Extracted text:
※ ※ ※

A number of the dead were reportedly rebels, which was confirmed by the opposition group SOHR by stating that dozens of the dead were rebel fighters, including Lieutenant Ibrahim Zuait al-Tarkawai. Jaafar, a Sham News Network opposition activist, said that only seven civilians and 30 rebels were killed. This was in line with the military's claim of killing a "big number of terrorists". SOHR put the overall death toll at 150, with only 40 confirmed dead by name thus far. A villager who managed to escape the area said, on condition of anonymity, that Alawite militiamen entered after Syrian rebels retreated from the area and committed the massacre. The survivor said that houses and mosques were set ablaze by the government forces.
The Syrian government denied responsibility for killing civilians, instead claiming that the massacre was perpetrated by "armed gangs" and that three members of the security forces were killed fighting them. The government also gave a lower figure of 50 civilians being killed. The Syrian government subsequently retracted the claim and denied that any civilians died at all, saying that they "had carried out a special operation against rebel forces killing many rebels and capturing dozens of others," adding that no civilians were killed. According to the Syrian government, residents called security forces for help after the "terrorist groups" raided the neighborhood. The security forces then arrested some of the members of the rebel groups and confiscated their weapons. A military source quoted by the state-run Syrian Arab News Agency said an operation by armed forces destroyed "terrorists' dens," killed many of the people they found there, and led to the arrests of scores more." The account added, "Armed forces successfully dealt with the terrorists without casualties taking place among the citizens. They searched into the terrorists' dens where they found the dead bodies of a number of citizens who had been abducted and killed by the terrorist groups."
Kofi Annan, the UN special envoy, accused the Syrian government of using heavy weapons and helicopters in the village. Jihad Makdissi, spokesman for Syria's Foreign Ministry, denied that heavy weapons were used in the village and said the heaviest weapon used was an RPG.
A local opposition member, Fadi Sameh, was quoted as saying, "It appears that Alawite militiamen (Shabiha) from surrounding villages descended on Turaymisah after its rebel defenders pulled out, and started killing the people. Whole houses have been destroyed and burned from the shelling."
Another was quoted as saying, "Around 6:00 am of Thursday morning, Assad forces surrounded the village with heavy weaponry and tanks, more than 800 soldiers of Assad forces were in the mission, after couple of hours, they started arbitrary artillery shelling on the village. People fled their home to seek shelters in school and the mosque. Assad forces shelled the school and the mosque causing collapses in the buildings which resulted in tens of deaths. Shabiha from the surrounding villages came to support Assad forces and to kill more of the village people, which escalate the number of victims in this massacre."

※ ※ ※

Dataset content:
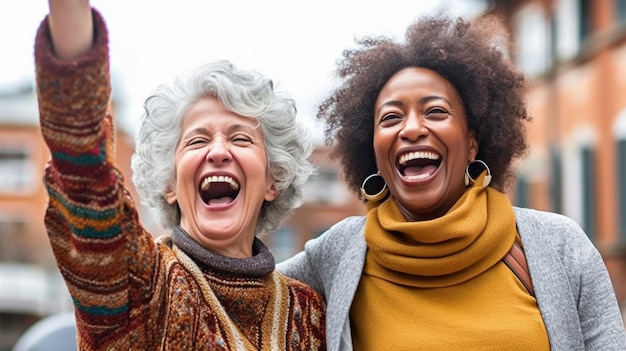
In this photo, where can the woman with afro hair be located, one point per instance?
(428, 131)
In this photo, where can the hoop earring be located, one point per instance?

※ ※ ※

Carry on the text about the Turaymisah massacre, picking up right after its final sentence. The data stands apart from the text and has no connection to it.

The UN observer mission head, Robert Mood, said that the Syrian Army was still conducting assaults with heavy weapons around the town the following day.
By the evening of 13 July 2012, the opposition Syrian National Council claimed a new total figure of 305 killed. However, at the same time, other opposition activists backed away from their earlier estimates of over 200 dead. One local activist stated that he had confirmed 74 deaths, but had only 20 names. Another provided a list of 103 names. Others also said the death toll may have been less but was certainly over 100.
A group of UN-observers had entered Tremseh on 14 July 2012 with a convoy of around 11 vehicles on reconnaissance mission. According to a local activist in Hama province they inspected bombed places and where there were traces of blood. The UN observers found evidence of an attack, including a burned school, damaged houses, and proof that artillery, mortars and small arms were used according spokeswoman for the head of the U.N. Supervising Mission in Syria, Sausan Ghosheh. "The attack ... appeared targeted at specific groups and houses, mainly of army defectors and activists. There were pools of blood and blood spatters in rooms of several homes together with bullet cases," Ghosheh said in a statement. On the same day the head of the UN monitoring mission, Major General Robert Mood, told reporters in Damascus that a group of observers, deployed few kilometres from Tremseh, confirmed the use of heavy weaponry and attack helicopters in Tremseh and thereby implicated the Syrian government according to Al Jazeera.
On 14 July 2012, the facts over the event remained unclear with new details emerging that would indicate that what was called a massacre was more of a battle between the military and opposition fighters that ended in a defeat for the rebels. Videos, televised confessions of captured fighters and reports from non-local activists backed up this version. The videos of the victims that have emerged showed mostly young men of fighting age. Another video was said to show a group of rebel reinforcements heading to Tremseh, all of them armed young men in civilian clothes. A team of UN observers was sent to the town to investigate. It was pointed out that while previous massacres were usually followed by long lists of names and videos of killed civilians emerging at the same time, as well as corroboration by UN observers who would fault the Syrian Army, this was not so in this case. Some opposition groups still claimed a large number of civilian deaths happened while others put the death toll at far less and stated most were rebels. The opposition activist group SOHR stated that it had been able to confirm only 103 deaths, 90 percent of them young men, and the group's director, Rami Abdul-Rahman, said that the majority of people killed in Tremseh were either rebel fighters from the town or from surrounding towns. Later, he was more precise, stating that at least 50 rebels were killed. The opposition activist group VDC confirmed, by this point, the names of only 63 people to have been killed.
Late on 14 July, the UN observer mission issued a statement, based on the investigation by its team that went to the town, that the Syrian military mainly targeted the homes of rebels and activists. Opposition activists gave a new revised figure of 103 to 152 dead but stated they were expecting the number to rise because, according to them, hundreds of people were unaccounted for and locals believed many bodies remained in the fields that were close to army checkpoints or were disposed of into the Orontes River. The UN observers could not immediately determine the total number of casualties and announced they would return to the area the next day to further investigate.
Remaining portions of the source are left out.